> Consigne a
Mets sous forme de tableau Markdown les lignes de la liste, depuis sa toute première ligne jusqu'à celle qui contient "M136 45L163 57L256 58L256 0L0 0L0 29L53 46Z" comprise, sans les lignes vides. Utilise deux colonnes : « n » pour le numéro de ligne et « Ligne » pour son texte.

> Texte proposé
──────────────────────────────
Qu’est-ce qui faisait l’essentiel de ma soirée ? Mes livres m’attendaient en haut, chez Mémé Zanine. Des livres que je n’avais pas encore lus, ou, des livres que j’aimais relire. Il y avait : « Choisir de ralentir », « Cupidon a des ailes en carton », « Osez le grand amour », « Jonathan Livingston le goéland », les Guides du Routard, « La Normandie », « La Bretagne Nord », « L’Irlande »… Quel livre ouvrirais-je à la tombée de la nuit ? Quel livre continuerais-je de suivre ? J’aimais naviguer de l’un à l’autre, chaque mot se faisait écho et brillait au coeur de mes songes, m’ouvraient des chemins inconnus. De nouvelles questions surgissaient, des réponses parfois, un nouvel horizon peut-être, au lointain, un but à ma vie scintillait, je traverserais l’océan jusqu’à des terres sauvages, des terres où il faisait bon vivre à la chaleur d’un amour, ou, d’une amitié, deux verres qui se croisaient et parlaient le langage du coeur. Fip consacrait sa soirée à la République. Des artistes la chantaient. Un hommage au professeur décapité. Les voix d’Abd al Malik, de Louis Chédid, de Grand Corps Malade vibraient tout le long de mon corps ému : « Liberté, égalité, fraternité … ». Il me fallait redonner un sens à ces mots, une réalité. « – Grand Chef, qu’est-ce qui est essentiel à ma vie ? – Mon Lieutenant vous le dira ».
──────────────────────────────
> Données à traiter
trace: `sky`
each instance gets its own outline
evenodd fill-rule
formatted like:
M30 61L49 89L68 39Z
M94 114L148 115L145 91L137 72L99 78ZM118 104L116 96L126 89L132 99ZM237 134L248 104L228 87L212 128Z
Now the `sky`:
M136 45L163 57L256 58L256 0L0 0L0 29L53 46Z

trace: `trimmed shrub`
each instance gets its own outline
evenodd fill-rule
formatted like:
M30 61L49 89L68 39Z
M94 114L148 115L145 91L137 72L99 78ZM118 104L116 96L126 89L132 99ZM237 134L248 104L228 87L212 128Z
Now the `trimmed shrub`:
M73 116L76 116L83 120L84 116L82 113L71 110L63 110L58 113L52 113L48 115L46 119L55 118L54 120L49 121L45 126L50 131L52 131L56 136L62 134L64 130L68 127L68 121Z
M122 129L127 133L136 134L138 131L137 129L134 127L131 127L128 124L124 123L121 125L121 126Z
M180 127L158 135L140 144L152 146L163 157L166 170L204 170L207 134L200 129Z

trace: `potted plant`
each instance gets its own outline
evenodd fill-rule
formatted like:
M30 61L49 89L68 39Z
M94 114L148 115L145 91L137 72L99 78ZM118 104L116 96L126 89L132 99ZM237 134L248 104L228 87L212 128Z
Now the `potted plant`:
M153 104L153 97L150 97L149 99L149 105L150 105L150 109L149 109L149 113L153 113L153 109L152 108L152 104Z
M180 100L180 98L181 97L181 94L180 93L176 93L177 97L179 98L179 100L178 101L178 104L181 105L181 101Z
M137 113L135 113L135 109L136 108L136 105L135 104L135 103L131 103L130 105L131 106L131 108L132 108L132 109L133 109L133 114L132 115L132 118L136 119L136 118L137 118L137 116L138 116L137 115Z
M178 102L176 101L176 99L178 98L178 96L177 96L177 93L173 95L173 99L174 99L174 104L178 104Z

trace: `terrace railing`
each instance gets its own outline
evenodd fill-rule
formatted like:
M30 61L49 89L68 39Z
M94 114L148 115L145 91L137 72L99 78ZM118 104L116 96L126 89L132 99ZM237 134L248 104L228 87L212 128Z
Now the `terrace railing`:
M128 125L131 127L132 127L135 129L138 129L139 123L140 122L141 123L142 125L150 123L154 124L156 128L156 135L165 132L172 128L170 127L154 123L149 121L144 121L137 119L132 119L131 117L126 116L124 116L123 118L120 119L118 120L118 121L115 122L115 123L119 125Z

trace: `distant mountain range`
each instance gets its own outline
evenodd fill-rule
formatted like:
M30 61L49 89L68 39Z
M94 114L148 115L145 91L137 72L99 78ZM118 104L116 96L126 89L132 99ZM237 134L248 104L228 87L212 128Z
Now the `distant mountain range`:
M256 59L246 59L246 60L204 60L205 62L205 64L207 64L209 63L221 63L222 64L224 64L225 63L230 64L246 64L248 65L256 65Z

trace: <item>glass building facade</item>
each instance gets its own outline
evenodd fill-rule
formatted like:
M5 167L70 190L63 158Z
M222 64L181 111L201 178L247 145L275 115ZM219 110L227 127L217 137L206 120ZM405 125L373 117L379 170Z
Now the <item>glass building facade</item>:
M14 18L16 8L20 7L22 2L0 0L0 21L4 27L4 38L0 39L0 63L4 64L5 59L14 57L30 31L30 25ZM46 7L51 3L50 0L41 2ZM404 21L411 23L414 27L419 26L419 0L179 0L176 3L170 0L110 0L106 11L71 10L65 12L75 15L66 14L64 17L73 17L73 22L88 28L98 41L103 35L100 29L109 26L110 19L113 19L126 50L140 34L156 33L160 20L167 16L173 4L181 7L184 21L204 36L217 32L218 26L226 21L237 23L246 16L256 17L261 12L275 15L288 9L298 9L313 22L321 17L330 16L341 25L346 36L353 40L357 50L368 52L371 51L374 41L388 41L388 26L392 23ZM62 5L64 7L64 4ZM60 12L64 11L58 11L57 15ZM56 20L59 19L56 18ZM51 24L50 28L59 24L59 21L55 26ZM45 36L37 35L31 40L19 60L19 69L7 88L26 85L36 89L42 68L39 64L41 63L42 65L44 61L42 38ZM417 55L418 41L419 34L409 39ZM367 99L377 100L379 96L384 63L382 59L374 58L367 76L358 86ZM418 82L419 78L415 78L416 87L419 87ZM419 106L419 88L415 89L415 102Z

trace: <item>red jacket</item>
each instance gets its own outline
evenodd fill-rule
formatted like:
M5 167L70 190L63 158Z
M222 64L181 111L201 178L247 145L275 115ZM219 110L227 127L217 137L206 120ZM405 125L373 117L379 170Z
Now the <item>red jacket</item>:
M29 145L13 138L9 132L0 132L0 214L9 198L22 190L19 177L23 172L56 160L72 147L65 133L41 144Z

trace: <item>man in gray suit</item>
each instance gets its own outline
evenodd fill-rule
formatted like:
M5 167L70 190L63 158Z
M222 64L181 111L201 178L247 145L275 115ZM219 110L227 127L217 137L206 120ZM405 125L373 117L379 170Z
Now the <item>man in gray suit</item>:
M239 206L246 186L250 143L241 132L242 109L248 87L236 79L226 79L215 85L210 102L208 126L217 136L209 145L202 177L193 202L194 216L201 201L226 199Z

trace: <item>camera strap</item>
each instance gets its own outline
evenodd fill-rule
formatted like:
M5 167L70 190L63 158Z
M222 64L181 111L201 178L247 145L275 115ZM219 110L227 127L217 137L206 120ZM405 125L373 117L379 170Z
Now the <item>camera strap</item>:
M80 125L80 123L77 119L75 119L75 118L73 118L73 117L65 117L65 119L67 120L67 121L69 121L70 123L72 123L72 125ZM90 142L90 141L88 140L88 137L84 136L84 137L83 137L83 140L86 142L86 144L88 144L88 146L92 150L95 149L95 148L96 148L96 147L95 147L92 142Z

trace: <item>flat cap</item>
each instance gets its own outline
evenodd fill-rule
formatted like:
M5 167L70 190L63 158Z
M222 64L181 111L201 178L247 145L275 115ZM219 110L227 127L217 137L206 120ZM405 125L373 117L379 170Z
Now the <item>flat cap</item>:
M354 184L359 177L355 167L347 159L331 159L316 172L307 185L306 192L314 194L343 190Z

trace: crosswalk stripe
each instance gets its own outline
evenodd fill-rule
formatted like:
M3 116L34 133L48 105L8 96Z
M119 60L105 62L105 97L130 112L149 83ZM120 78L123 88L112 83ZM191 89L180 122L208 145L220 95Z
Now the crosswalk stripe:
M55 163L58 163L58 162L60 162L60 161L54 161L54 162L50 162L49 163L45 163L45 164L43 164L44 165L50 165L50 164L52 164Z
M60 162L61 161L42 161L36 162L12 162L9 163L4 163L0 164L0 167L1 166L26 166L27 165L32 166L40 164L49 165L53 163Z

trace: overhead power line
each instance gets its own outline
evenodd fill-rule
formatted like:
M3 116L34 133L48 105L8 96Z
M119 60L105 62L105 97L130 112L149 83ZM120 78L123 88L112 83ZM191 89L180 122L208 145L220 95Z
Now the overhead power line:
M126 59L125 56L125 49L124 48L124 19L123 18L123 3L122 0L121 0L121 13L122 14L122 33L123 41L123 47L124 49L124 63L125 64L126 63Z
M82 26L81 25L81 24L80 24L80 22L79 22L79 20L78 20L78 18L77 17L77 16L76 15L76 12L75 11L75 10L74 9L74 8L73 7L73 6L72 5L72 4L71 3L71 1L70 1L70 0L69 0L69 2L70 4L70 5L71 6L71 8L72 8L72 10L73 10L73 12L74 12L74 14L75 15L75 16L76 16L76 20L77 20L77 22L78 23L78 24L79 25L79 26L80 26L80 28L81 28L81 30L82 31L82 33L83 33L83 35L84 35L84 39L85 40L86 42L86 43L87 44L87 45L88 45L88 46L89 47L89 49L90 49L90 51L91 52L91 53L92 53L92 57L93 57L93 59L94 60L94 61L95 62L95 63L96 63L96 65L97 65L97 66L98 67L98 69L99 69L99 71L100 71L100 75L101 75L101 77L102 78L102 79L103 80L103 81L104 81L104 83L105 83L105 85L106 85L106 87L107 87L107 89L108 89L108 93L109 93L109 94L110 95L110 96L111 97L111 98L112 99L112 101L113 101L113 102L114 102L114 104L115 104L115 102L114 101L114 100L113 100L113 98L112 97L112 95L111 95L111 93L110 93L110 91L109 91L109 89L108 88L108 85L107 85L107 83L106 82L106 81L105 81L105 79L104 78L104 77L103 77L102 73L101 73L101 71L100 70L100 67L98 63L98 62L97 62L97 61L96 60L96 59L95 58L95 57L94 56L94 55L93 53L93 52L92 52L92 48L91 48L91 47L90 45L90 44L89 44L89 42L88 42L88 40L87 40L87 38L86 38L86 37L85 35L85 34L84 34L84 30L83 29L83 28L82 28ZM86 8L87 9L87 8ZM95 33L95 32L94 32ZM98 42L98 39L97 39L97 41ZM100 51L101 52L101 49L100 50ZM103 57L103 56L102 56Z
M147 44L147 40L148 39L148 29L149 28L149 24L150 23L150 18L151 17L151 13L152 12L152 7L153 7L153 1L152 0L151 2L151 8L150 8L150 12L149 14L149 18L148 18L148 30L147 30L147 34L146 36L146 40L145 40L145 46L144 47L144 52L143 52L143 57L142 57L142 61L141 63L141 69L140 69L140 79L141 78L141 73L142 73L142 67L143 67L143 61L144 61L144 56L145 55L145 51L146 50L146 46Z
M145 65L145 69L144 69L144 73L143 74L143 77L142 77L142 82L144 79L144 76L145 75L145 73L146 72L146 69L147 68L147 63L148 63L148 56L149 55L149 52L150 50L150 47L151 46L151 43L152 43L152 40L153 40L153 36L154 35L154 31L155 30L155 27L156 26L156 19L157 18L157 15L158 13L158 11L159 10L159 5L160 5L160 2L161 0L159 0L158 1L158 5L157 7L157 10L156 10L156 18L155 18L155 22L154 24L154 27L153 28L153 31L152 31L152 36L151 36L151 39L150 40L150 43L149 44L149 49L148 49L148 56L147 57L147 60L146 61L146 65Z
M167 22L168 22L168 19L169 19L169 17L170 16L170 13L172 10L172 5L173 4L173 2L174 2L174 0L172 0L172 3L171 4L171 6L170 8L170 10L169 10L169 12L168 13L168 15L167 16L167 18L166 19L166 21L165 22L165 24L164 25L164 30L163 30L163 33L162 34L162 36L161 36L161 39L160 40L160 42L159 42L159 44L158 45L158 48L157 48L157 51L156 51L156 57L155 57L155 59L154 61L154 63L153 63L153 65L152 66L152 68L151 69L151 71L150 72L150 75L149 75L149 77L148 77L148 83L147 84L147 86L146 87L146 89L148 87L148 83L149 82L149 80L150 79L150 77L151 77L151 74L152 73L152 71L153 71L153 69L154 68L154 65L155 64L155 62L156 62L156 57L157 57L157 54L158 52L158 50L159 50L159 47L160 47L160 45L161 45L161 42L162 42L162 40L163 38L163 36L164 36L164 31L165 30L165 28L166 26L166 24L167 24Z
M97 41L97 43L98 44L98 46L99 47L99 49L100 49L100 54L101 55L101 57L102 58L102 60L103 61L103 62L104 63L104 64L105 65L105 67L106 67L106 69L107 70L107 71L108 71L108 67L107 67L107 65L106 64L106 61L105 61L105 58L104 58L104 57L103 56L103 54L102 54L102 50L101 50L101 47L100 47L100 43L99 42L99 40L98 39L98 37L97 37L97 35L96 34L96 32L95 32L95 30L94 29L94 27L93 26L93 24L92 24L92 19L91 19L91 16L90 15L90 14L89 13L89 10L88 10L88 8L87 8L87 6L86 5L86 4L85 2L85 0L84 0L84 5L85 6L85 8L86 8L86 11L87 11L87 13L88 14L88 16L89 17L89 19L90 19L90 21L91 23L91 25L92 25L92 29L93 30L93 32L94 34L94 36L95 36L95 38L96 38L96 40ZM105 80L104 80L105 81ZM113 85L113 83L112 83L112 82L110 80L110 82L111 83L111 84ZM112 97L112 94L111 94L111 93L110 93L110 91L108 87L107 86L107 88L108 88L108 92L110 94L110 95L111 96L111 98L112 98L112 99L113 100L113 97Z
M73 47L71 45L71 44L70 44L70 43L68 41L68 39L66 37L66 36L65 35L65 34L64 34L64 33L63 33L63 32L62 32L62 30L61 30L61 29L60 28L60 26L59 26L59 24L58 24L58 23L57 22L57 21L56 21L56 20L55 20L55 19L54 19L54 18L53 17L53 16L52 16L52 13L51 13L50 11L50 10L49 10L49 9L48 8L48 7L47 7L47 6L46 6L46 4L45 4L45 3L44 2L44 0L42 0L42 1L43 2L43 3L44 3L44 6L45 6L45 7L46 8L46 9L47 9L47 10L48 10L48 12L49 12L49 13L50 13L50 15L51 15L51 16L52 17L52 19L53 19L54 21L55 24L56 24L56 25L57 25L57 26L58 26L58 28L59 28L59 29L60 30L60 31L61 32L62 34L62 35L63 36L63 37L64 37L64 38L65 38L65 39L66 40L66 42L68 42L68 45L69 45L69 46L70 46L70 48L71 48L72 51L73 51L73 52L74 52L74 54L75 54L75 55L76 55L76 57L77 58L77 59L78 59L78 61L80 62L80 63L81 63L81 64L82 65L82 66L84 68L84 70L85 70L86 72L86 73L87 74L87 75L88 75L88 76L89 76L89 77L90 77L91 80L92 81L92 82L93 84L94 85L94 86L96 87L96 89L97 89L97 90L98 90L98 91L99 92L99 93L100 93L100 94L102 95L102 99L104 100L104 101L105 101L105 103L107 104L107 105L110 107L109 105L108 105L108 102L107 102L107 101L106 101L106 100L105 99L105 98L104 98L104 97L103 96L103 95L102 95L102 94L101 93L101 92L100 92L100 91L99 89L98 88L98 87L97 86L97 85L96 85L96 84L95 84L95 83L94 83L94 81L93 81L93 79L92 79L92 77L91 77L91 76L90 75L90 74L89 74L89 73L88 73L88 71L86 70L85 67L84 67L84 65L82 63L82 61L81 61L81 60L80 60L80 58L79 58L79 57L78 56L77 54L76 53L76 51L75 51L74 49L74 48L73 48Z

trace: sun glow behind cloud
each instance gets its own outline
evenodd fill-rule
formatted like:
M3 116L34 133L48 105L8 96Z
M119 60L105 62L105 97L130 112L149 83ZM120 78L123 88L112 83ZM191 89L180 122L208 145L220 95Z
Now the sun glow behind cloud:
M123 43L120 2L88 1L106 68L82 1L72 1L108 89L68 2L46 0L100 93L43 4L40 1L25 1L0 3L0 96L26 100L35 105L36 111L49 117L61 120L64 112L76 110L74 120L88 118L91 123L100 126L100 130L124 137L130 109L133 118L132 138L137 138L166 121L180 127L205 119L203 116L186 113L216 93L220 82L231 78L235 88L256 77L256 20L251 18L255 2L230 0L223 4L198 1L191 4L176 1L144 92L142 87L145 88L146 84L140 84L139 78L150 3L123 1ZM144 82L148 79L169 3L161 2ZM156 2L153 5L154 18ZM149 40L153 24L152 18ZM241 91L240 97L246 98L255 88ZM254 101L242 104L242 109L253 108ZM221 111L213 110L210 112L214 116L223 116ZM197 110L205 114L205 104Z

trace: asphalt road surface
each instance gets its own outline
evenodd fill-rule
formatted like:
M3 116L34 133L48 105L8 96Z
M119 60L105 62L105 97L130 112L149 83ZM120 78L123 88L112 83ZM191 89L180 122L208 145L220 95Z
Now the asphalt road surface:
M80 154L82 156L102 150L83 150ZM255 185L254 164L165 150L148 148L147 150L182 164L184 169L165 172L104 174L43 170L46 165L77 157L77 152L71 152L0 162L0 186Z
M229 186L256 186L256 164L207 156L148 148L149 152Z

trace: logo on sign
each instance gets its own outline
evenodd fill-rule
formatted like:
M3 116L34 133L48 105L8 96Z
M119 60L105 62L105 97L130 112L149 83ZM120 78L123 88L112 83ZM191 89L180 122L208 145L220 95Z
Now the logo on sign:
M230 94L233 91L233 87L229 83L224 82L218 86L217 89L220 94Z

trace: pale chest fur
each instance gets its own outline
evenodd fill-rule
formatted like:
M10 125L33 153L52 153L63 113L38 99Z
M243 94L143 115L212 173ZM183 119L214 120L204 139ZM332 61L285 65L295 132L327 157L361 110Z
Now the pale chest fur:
──────────────────────────────
> Consigne b
Dans le texte proposé, à quoi Fip consacrait-elle sa soirée ?

> Réponse a
| n | Ligne |
|---|---|
| 1 | trace: `sky` |
| 2 | each instance gets its own outline |
| 3 | evenodd fill-rule |
| 4 | formatted like: |
| 5 | M30 61L49 89L68 39Z |
| 6 | M94 114L148 115L145 91L137 72L99 78ZM118 104L116 96L126 89L132 99ZM237 134L248 104L228 87L212 128Z |
| 7 | Now the `sky`: |
| 8 | M136 45L163 57L256 58L256 0L0 0L0 29L53 46Z |

> Réponse b
À la République.